[Trecho da página]
Diretas ou indiretas? O papel da Constituição no atual cenário político brasileiro

19/07/2017

Por Marlo Almeida Salvador – 19/07/2017

Sempre tive a convicção de que o impeachment promovido no ano de 2016 em face da presidente Dilma foi fruto de um arranjo político, juridicamente legitimado a partir da tipificação pueril do tão falado crime de responsabilidade.

Essa era a questão a ser debatida pelo Supremo em relação ao impeachment, mas, como muito se disse à época, as instituições estavam funcionando e o Supremo, uma vez mais, lavou as mãos.

A gambiarra jurídico-política vem nos cobrando um grande preço por conta do esfacelamento da dogmática penal promovido pelo tsunami político que vem devastando o Direito e com ele os incautos que acreditam que o Direito é aquilo que os tribunais dizem que é.

Neste contexto, atravessou-se o processo de impeachment de forma amarga e dolorosa para todos os brasileiros, que com a definitiva deposição da presidente, passaram a enxergar uma esperança de dias melhores, não por conta do novo presidente, mas talvez por causa da aparente tranquilidade política que estava por vir, já que o governo deposto estava completamente inviabilizado tanto pelo Congresso quanto pela mídia. Seguimos.

Passado o impeachment, uma nova tempestade política tomou conta do país a partir das delações hollywoodianas dos irmãos do açougue, cujo envolvimento implicou diretamente o então presidente.

A partir disso e deixando de lado eventuais discussões acerca da validade dos indícios colhidos por gravações mediante as ditas ações controladas da PF, passou-se a cogitar, agora, o impeachment Michel Temer, como se a descoberta da corrupção, desta corrupção, e por consequência de sua saída, fosse sacralizar a política brasileira de uma vez por todas, assim como ingenuamente se acreditou e se fingiu acreditar com a saída de Dilma.

Como estopim de toda essa tensão, o Procurador Geral da República ofereceu denúncia em face do então presidente pela prática do crime de corrupção passiva, a qual está tendo sua admissibilidade analisada pela CCJ da Câmara dos Deputados.

Mas independentemente de quantos impeachment ainda vamos ter que suportar de forma vergonhosa, a verdadeira causa da corrupção, ao que parece, vem sendo deixada de lado pelo povo, pois a podre e antiga relação entre mercado e estado, seja pela lateral esquerda ou direita, pouco vem sendo enfrentada.

 Sobre essa relação promíscua do mercado com o estado, infelizmente, resta muito pouco ao ilusório controle popular.

A partir disso e para além da vontade popular, que legitimamente quer ver a governança livre de uma vez por todas dos escândalos de corrupção, é salutar refletir, por exemplo, sobre quem está por trás das intensas e reiteradas investidas que o país vem sofrendo desde 2013, com foco na desestabilização institucional? Quem patrocina isso? Quais os interesses envolvidos? Será que o povo tem noção da importância estratégica do Brasil no cenário geopolítico internacional?

[Linhas de um conjunto de dados]
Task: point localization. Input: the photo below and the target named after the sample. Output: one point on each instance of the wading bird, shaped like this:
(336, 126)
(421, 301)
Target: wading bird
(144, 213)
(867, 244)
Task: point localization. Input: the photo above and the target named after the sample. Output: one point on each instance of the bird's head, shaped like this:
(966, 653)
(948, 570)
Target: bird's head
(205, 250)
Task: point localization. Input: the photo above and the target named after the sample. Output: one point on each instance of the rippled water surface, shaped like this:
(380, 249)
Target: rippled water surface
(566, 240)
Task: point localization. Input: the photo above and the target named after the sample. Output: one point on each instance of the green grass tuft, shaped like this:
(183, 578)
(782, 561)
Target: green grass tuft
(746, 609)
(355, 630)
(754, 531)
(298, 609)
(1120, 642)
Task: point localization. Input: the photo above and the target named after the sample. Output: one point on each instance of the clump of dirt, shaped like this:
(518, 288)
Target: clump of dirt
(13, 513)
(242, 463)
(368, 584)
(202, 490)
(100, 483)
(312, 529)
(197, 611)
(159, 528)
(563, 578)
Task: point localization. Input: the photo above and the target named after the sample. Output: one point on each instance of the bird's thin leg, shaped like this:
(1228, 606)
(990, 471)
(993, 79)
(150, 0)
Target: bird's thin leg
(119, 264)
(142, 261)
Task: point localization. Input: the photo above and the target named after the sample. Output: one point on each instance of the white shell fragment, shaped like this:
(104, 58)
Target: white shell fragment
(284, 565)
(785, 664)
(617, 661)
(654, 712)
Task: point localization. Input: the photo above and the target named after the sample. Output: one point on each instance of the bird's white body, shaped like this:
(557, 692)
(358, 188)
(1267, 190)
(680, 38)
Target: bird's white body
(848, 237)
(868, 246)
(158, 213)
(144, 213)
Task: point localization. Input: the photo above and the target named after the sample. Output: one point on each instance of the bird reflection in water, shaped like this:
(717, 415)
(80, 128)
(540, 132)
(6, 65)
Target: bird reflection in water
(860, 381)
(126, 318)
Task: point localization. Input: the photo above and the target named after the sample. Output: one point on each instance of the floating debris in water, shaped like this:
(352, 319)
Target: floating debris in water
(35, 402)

[Tarefas]
A) Responda às perguntas sobre o artigo acerca do cenário político brasileiro:
(i) Em que ano foi promovido o impeachment da presidente Dilma?
(ii) Por qual crime o Procurador Geral da República ofereceu denúncia contra o então presidente?
(iii) Qual órgão está analisando a admissibilidade dessa denúncia?
B) Escreva a continuação do artigo sobre o cenário político brasileiro a partir do ponto em que o trecho termina.
Os dados não são necessários para estas tarefas.

[Respostas do exercício]
A)
(i) O impeachment foi promovido em 2016.
(ii) A denúncia foi oferecida pelo crime de corrupção passiva.
(iii) A admissibilidade está sendo analisada pela CCJ da Câmara dos Deputados.

B)
Esta resposta talvez possa ser encontrada em Ferrajoli, quando então assevera a existência de uma profunda crise no paradigma constitucional, que segundo o autor, se manifesta em nível estatal e extra ou supra estatal, de poderes econômicos e financeiros descontrolados e desprovidos de limites, na subordinação a estes das funções políticas de governo e na agressão - levada a efeito por uma política tão impotente em relação ao capital financeiro quanto onipotente em relação às camadas sociais mais desfavorecidas - ao conjunto de direitos sociais e trabalhistas[1].

O próprio presidente da Câmara dos Deputados, Rodrigo Maia, declarou abertamente que a agenda da Câmara é do mercado[2], deixando claro e evidente a que interesses os ditos representantes do povo servem.

Diante de todos os escândalos de corrupção que estão imersas certas autoridades políticas, o caminho mais fácil as vezes nos parece ser o da devolução do poder para o povo pela via de atalho da tão aclamada eleição direta, mesmo inexistindo disposição constitucional.

Antes de falar na crise política que assola o país, portanto, é necessário se compreender o cenário geopolítico mundial e a posição estratégica do país como colônia historicamente subordinada aos países ditos desenvolvidos.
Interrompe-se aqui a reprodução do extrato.